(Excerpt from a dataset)
----------------------------------------

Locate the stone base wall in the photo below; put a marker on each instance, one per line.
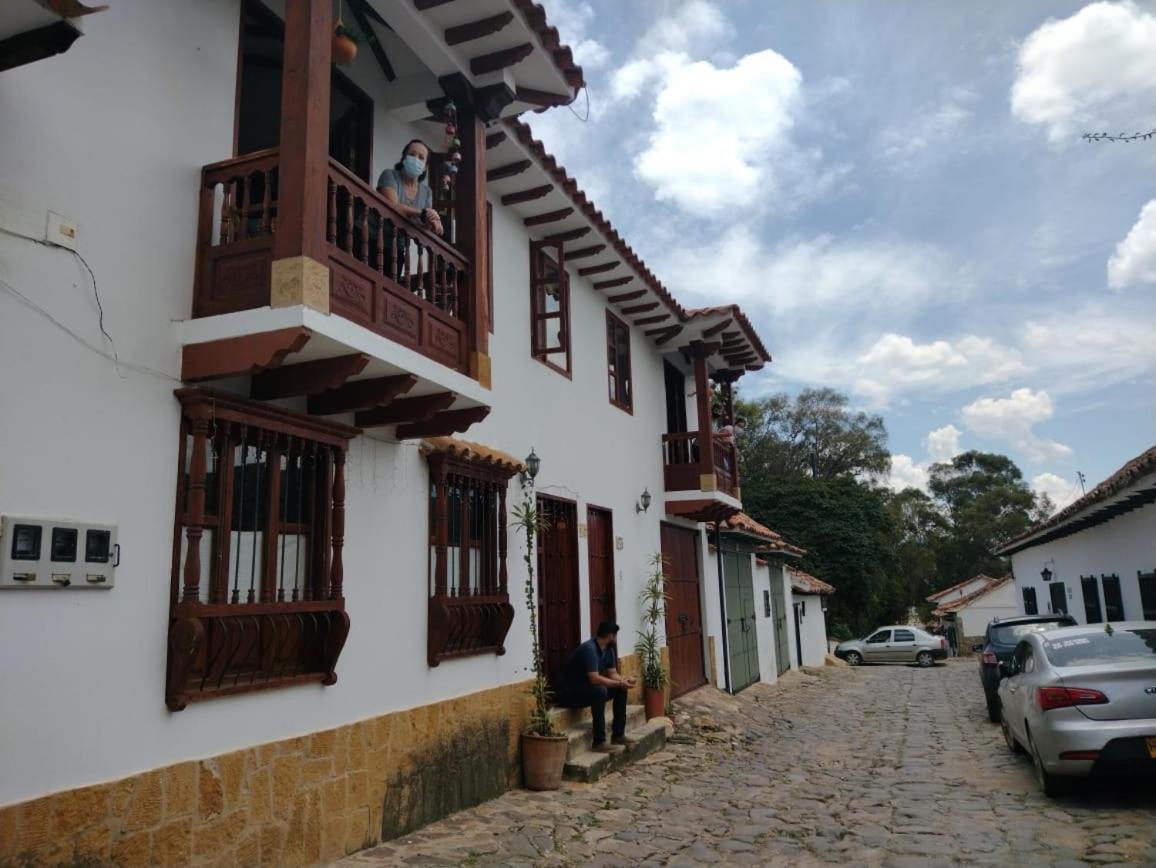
(298, 801)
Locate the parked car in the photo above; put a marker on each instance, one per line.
(1082, 699)
(1000, 638)
(896, 644)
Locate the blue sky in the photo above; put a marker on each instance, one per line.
(897, 194)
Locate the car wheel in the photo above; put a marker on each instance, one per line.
(1051, 784)
(1008, 737)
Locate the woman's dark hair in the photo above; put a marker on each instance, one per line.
(404, 151)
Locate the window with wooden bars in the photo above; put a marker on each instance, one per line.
(549, 305)
(257, 598)
(469, 610)
(617, 360)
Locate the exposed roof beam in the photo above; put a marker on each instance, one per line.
(407, 409)
(478, 29)
(306, 378)
(361, 394)
(509, 170)
(548, 217)
(527, 195)
(497, 60)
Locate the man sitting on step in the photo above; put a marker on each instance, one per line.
(591, 677)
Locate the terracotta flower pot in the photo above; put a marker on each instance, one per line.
(542, 757)
(345, 50)
(654, 702)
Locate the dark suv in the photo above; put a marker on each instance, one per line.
(1000, 639)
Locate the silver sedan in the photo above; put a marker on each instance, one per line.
(1082, 698)
(896, 644)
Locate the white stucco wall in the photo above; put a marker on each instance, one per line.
(1125, 546)
(113, 135)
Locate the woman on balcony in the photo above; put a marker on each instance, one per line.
(405, 186)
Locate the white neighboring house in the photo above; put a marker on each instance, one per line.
(972, 611)
(1096, 558)
(808, 602)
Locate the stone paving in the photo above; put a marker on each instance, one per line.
(867, 766)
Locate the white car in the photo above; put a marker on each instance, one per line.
(1080, 699)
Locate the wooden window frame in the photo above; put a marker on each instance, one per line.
(469, 611)
(538, 316)
(225, 640)
(614, 325)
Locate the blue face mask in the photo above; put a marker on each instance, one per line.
(413, 165)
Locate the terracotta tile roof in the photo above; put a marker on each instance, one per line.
(807, 584)
(968, 599)
(1138, 467)
(945, 592)
(473, 452)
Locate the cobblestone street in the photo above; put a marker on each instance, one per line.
(868, 766)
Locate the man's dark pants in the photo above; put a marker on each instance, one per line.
(595, 697)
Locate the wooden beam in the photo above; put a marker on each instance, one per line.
(583, 252)
(361, 394)
(407, 409)
(526, 195)
(639, 308)
(628, 296)
(548, 217)
(509, 170)
(497, 60)
(615, 282)
(476, 29)
(443, 424)
(238, 356)
(716, 328)
(571, 235)
(306, 378)
(599, 268)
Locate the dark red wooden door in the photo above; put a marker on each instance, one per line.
(600, 547)
(558, 617)
(683, 609)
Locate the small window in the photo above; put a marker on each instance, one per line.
(1030, 606)
(549, 305)
(617, 356)
(1113, 599)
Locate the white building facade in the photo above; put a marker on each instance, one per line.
(265, 598)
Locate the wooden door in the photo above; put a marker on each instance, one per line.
(558, 623)
(600, 548)
(683, 609)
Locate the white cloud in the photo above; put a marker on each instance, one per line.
(1134, 260)
(1013, 418)
(1060, 490)
(1094, 69)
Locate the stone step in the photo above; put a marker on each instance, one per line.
(588, 766)
(580, 734)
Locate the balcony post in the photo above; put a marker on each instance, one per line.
(301, 272)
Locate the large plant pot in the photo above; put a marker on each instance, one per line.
(654, 702)
(542, 757)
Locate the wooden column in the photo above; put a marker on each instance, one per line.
(473, 240)
(301, 274)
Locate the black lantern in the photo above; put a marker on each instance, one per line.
(644, 502)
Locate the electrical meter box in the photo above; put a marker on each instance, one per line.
(57, 554)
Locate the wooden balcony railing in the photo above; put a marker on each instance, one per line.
(683, 467)
(386, 273)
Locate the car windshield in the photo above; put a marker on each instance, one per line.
(1012, 633)
(1102, 647)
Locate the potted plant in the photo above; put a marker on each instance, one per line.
(543, 749)
(649, 648)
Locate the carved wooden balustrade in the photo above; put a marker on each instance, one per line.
(386, 272)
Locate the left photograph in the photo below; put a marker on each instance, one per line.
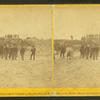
(25, 46)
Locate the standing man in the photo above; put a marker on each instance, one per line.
(33, 53)
(22, 52)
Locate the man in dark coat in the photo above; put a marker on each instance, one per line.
(33, 53)
(22, 52)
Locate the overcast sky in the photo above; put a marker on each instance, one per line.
(77, 21)
(26, 21)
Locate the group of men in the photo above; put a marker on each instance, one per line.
(89, 51)
(10, 51)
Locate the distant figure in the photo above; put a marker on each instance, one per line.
(69, 51)
(22, 52)
(6, 52)
(63, 51)
(14, 52)
(82, 51)
(33, 53)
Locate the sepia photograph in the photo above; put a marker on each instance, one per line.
(25, 46)
(77, 46)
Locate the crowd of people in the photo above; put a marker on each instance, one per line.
(10, 52)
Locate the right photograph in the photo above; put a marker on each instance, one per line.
(77, 46)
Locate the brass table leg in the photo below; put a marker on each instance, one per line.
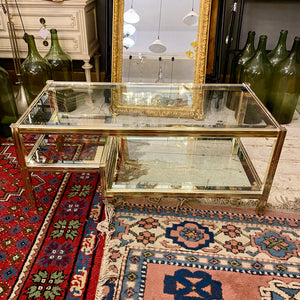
(262, 202)
(26, 176)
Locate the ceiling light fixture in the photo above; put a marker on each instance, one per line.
(157, 46)
(191, 19)
(128, 30)
(128, 42)
(131, 16)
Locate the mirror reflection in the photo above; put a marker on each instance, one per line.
(159, 40)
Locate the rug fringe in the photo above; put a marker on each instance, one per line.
(104, 228)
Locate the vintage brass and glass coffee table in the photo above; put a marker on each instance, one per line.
(153, 140)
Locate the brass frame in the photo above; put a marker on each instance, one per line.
(108, 161)
(196, 111)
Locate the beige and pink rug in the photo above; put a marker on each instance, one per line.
(158, 252)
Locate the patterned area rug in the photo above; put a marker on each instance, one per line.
(48, 254)
(156, 252)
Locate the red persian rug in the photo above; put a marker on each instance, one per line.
(54, 252)
(159, 252)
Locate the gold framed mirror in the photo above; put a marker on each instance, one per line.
(200, 47)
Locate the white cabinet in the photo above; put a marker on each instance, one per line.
(75, 21)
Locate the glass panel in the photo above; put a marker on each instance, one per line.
(187, 164)
(91, 104)
(64, 149)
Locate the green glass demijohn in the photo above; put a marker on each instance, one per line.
(237, 64)
(279, 52)
(35, 70)
(285, 89)
(258, 70)
(8, 108)
(60, 61)
(243, 56)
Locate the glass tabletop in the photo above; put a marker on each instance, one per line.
(96, 105)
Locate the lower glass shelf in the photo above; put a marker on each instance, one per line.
(186, 165)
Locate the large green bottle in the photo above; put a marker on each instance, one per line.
(237, 64)
(246, 53)
(285, 88)
(258, 70)
(60, 61)
(35, 70)
(279, 53)
(8, 108)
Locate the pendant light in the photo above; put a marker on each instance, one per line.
(191, 19)
(131, 16)
(157, 46)
(160, 75)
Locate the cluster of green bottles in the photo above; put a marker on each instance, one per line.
(274, 77)
(36, 70)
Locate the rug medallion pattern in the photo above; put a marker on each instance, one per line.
(164, 253)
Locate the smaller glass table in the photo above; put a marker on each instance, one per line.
(154, 140)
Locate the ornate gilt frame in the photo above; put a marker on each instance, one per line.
(196, 111)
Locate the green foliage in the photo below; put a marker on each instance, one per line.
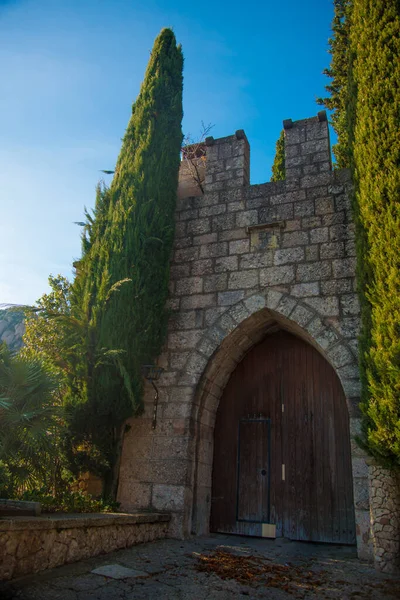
(339, 90)
(365, 98)
(278, 168)
(29, 424)
(97, 332)
(69, 502)
(11, 327)
(130, 239)
(375, 159)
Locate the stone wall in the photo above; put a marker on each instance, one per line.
(385, 517)
(31, 545)
(247, 257)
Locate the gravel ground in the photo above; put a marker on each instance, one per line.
(218, 567)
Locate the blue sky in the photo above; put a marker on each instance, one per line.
(70, 70)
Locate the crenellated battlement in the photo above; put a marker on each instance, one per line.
(248, 260)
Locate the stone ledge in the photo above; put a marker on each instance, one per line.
(70, 521)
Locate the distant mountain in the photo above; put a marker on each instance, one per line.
(12, 328)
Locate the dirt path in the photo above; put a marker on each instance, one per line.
(218, 567)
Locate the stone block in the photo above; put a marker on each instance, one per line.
(295, 238)
(344, 268)
(286, 305)
(246, 218)
(301, 315)
(255, 260)
(350, 304)
(168, 497)
(349, 327)
(227, 263)
(234, 234)
(191, 319)
(189, 285)
(177, 360)
(185, 215)
(223, 222)
(339, 356)
(229, 298)
(317, 236)
(332, 250)
(179, 271)
(304, 209)
(313, 271)
(212, 314)
(198, 301)
(277, 275)
(243, 279)
(311, 222)
(239, 246)
(342, 232)
(198, 226)
(240, 311)
(278, 212)
(324, 206)
(215, 283)
(289, 255)
(213, 250)
(207, 238)
(312, 253)
(327, 306)
(304, 290)
(210, 211)
(336, 286)
(202, 267)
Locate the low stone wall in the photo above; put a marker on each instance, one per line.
(29, 545)
(384, 486)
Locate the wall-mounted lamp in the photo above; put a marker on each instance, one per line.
(152, 373)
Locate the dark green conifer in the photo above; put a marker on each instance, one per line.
(374, 120)
(365, 98)
(122, 278)
(338, 72)
(278, 168)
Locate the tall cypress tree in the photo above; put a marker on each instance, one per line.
(126, 250)
(365, 98)
(338, 72)
(374, 121)
(278, 168)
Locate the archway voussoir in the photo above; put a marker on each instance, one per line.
(255, 303)
(196, 363)
(340, 356)
(239, 312)
(302, 315)
(326, 338)
(226, 323)
(351, 387)
(272, 299)
(286, 305)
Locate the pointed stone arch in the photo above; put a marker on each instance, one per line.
(223, 346)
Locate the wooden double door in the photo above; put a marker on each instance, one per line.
(282, 447)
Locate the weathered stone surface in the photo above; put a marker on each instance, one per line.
(30, 545)
(384, 487)
(248, 259)
(118, 572)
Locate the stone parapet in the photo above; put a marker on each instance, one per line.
(29, 545)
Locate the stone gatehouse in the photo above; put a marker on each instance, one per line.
(254, 267)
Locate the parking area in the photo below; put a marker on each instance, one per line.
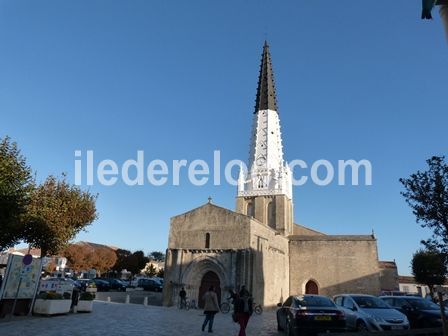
(114, 319)
(135, 297)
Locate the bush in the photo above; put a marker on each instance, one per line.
(87, 296)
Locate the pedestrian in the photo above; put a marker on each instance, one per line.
(211, 307)
(183, 298)
(244, 292)
(242, 310)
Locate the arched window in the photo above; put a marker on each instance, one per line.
(250, 209)
(270, 215)
(207, 240)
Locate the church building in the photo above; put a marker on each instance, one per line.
(258, 244)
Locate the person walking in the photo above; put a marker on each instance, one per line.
(243, 311)
(211, 307)
(183, 298)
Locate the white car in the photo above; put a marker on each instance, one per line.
(369, 313)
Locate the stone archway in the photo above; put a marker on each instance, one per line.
(311, 287)
(208, 280)
(195, 276)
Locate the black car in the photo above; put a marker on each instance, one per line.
(421, 313)
(116, 284)
(150, 285)
(310, 314)
(101, 285)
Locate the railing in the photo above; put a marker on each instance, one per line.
(412, 332)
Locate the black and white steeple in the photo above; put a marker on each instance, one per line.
(268, 174)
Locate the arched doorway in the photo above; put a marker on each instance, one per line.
(311, 287)
(209, 279)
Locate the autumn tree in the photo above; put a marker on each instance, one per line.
(16, 182)
(426, 192)
(157, 256)
(105, 259)
(56, 213)
(429, 268)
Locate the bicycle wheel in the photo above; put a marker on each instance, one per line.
(225, 307)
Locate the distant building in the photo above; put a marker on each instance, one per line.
(389, 276)
(259, 245)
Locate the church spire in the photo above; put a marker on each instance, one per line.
(268, 173)
(266, 97)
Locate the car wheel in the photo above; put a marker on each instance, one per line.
(361, 326)
(279, 328)
(289, 331)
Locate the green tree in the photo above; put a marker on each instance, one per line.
(56, 213)
(150, 270)
(16, 182)
(121, 263)
(136, 262)
(429, 268)
(427, 194)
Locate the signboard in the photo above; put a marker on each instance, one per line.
(27, 275)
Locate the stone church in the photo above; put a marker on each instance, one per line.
(258, 244)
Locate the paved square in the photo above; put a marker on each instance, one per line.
(130, 319)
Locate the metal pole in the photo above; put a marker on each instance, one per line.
(442, 312)
(30, 312)
(443, 11)
(17, 295)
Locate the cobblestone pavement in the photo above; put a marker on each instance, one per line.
(115, 319)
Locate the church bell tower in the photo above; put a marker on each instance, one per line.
(265, 190)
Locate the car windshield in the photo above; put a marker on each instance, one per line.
(314, 301)
(422, 304)
(370, 302)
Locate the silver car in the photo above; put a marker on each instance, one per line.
(369, 313)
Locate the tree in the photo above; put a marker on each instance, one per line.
(121, 263)
(16, 182)
(157, 256)
(427, 194)
(105, 259)
(136, 262)
(56, 213)
(429, 268)
(150, 270)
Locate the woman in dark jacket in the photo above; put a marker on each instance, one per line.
(243, 311)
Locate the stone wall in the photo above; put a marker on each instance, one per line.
(227, 229)
(338, 264)
(270, 282)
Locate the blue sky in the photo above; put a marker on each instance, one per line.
(177, 79)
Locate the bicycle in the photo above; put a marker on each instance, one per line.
(225, 306)
(182, 306)
(258, 309)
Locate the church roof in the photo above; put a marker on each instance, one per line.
(266, 97)
(332, 238)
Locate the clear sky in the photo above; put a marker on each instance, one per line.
(177, 79)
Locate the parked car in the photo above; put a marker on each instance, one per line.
(369, 313)
(421, 313)
(85, 283)
(101, 285)
(116, 284)
(310, 314)
(150, 285)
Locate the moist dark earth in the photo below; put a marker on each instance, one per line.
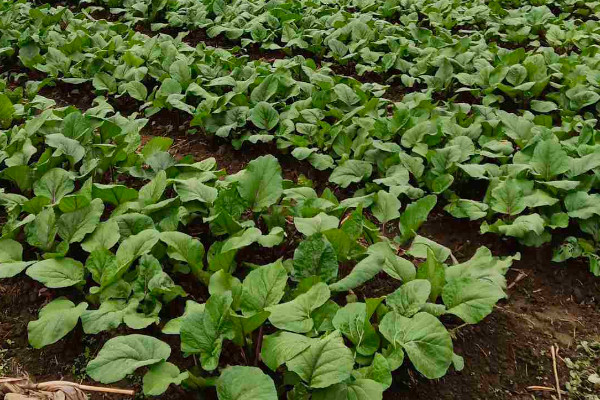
(548, 304)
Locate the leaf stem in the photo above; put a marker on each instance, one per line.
(258, 346)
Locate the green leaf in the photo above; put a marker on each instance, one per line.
(295, 315)
(136, 246)
(359, 389)
(122, 355)
(315, 256)
(346, 94)
(352, 322)
(114, 194)
(464, 208)
(261, 184)
(386, 207)
(325, 362)
(264, 116)
(71, 148)
(73, 226)
(204, 332)
(433, 271)
(471, 299)
(508, 198)
(351, 171)
(245, 383)
(109, 316)
(194, 190)
(424, 338)
(582, 205)
(543, 106)
(42, 231)
(54, 185)
(104, 82)
(159, 376)
(105, 236)
(379, 371)
(319, 223)
(11, 256)
(7, 110)
(549, 159)
(379, 255)
(281, 347)
(136, 90)
(152, 192)
(263, 287)
(522, 225)
(57, 272)
(244, 325)
(408, 299)
(56, 320)
(183, 247)
(414, 216)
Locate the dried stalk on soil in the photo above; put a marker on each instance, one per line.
(24, 389)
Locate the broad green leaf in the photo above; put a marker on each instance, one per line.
(137, 90)
(295, 315)
(264, 116)
(352, 322)
(203, 333)
(471, 299)
(346, 94)
(56, 320)
(7, 110)
(379, 371)
(351, 171)
(508, 198)
(57, 272)
(386, 207)
(54, 185)
(281, 347)
(182, 247)
(73, 226)
(42, 231)
(105, 236)
(549, 159)
(68, 147)
(136, 246)
(522, 225)
(159, 376)
(325, 362)
(151, 192)
(11, 256)
(379, 255)
(122, 355)
(315, 256)
(319, 223)
(414, 216)
(263, 287)
(582, 205)
(261, 184)
(114, 194)
(359, 389)
(245, 383)
(104, 82)
(194, 190)
(408, 299)
(109, 316)
(433, 271)
(424, 338)
(464, 208)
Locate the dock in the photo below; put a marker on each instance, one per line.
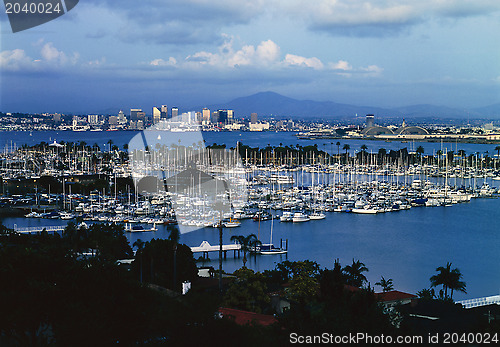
(39, 229)
(206, 247)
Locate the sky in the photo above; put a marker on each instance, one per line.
(110, 55)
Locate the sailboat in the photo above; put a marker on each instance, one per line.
(267, 249)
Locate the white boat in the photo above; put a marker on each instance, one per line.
(299, 217)
(317, 216)
(138, 228)
(66, 215)
(268, 249)
(232, 223)
(286, 216)
(365, 210)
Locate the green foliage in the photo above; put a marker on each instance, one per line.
(354, 273)
(247, 292)
(386, 285)
(450, 279)
(157, 259)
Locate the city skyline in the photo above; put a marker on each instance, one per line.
(102, 55)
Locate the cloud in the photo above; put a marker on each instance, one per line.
(50, 59)
(266, 57)
(295, 60)
(381, 17)
(340, 65)
(14, 60)
(160, 62)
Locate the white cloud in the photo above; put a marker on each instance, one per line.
(340, 65)
(295, 60)
(160, 62)
(49, 58)
(14, 60)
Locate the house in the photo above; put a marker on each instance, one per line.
(245, 317)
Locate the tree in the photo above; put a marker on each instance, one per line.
(140, 246)
(302, 277)
(386, 285)
(346, 148)
(174, 236)
(449, 279)
(354, 273)
(247, 292)
(248, 243)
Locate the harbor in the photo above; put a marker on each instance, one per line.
(362, 206)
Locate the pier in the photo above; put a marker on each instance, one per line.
(206, 247)
(39, 229)
(477, 302)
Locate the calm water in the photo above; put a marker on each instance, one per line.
(254, 139)
(406, 246)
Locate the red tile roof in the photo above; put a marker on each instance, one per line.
(245, 317)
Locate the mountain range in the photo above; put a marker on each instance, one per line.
(273, 104)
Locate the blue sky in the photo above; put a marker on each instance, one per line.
(121, 54)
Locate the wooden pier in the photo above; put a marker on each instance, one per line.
(206, 247)
(39, 229)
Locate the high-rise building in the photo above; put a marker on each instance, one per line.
(134, 114)
(370, 120)
(222, 116)
(156, 115)
(164, 112)
(215, 117)
(253, 118)
(175, 112)
(93, 119)
(206, 115)
(121, 118)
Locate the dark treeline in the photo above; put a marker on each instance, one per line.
(68, 290)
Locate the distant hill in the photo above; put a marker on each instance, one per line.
(267, 104)
(270, 103)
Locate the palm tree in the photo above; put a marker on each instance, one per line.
(449, 279)
(248, 243)
(455, 283)
(346, 148)
(386, 285)
(140, 245)
(354, 273)
(174, 237)
(497, 148)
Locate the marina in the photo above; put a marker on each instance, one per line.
(326, 207)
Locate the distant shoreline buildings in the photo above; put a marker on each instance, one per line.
(165, 118)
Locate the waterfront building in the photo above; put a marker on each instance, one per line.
(121, 118)
(113, 120)
(370, 120)
(259, 126)
(205, 113)
(93, 119)
(175, 112)
(164, 112)
(134, 114)
(253, 118)
(223, 118)
(156, 115)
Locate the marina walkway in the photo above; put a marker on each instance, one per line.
(488, 300)
(39, 229)
(206, 247)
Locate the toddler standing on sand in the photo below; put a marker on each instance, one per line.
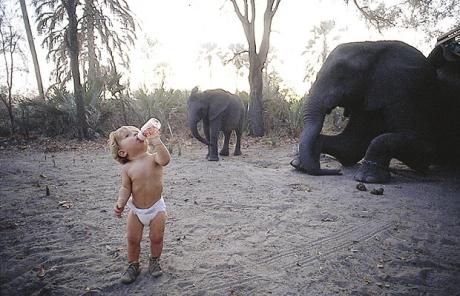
(141, 188)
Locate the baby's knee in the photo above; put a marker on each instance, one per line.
(156, 238)
(134, 239)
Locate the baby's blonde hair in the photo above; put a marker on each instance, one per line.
(114, 137)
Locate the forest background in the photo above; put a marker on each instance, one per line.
(79, 69)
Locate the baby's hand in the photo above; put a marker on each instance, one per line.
(118, 211)
(151, 132)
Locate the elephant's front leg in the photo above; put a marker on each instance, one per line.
(225, 151)
(405, 146)
(238, 142)
(350, 146)
(214, 137)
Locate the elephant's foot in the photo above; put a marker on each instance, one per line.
(224, 152)
(213, 158)
(296, 163)
(372, 172)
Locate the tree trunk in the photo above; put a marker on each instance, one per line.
(30, 39)
(255, 112)
(73, 47)
(256, 60)
(93, 64)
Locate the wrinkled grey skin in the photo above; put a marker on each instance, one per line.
(398, 101)
(220, 111)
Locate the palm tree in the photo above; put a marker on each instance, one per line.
(257, 59)
(71, 45)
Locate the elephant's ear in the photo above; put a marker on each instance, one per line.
(217, 105)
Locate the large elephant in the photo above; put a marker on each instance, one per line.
(401, 105)
(220, 111)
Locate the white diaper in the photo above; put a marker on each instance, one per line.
(147, 215)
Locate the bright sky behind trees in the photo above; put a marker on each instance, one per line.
(172, 35)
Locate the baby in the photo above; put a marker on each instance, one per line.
(141, 188)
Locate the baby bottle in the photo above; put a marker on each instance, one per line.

----------------------------------------

## Directions
Give back the lines above exactly, from the one with "Locate the elephant's front" through the last line.

## Response
Locate the elephant's front leg in the photo above; put a marker on each instance, one per line.
(225, 151)
(405, 146)
(238, 142)
(350, 146)
(214, 137)
Locate the elephant's foot in the photo above; put a marker on each instance, one per line.
(224, 152)
(213, 158)
(296, 163)
(372, 172)
Locate the tree trunk in the photo above; put a marker on each instance, one per line.
(30, 39)
(255, 112)
(73, 47)
(256, 60)
(93, 64)
Locate the wrinkled grey skin in the photo above; put a marker on each instance, one per line.
(398, 101)
(220, 111)
Locate the palm tree in the photo above; put a marker on each instance, one per line.
(257, 59)
(71, 45)
Locate the elephant's ear in the photo above; put a marker on each instance, one per line.
(217, 105)
Locate the large elephant in the photo above; put a marker on each instance, one per line.
(401, 105)
(220, 111)
Locate the white diaper in the photo above; put a marker on each instance, one per line.
(147, 215)
Locate the bright sky behind trees in the photo above; put a marker on each instance, one per line.
(172, 35)
Locate the baby in the photo above; put a marker on each instance, one per line.
(141, 188)
Locate the baby bottle in the photo above; put a marker on each instance, one per line.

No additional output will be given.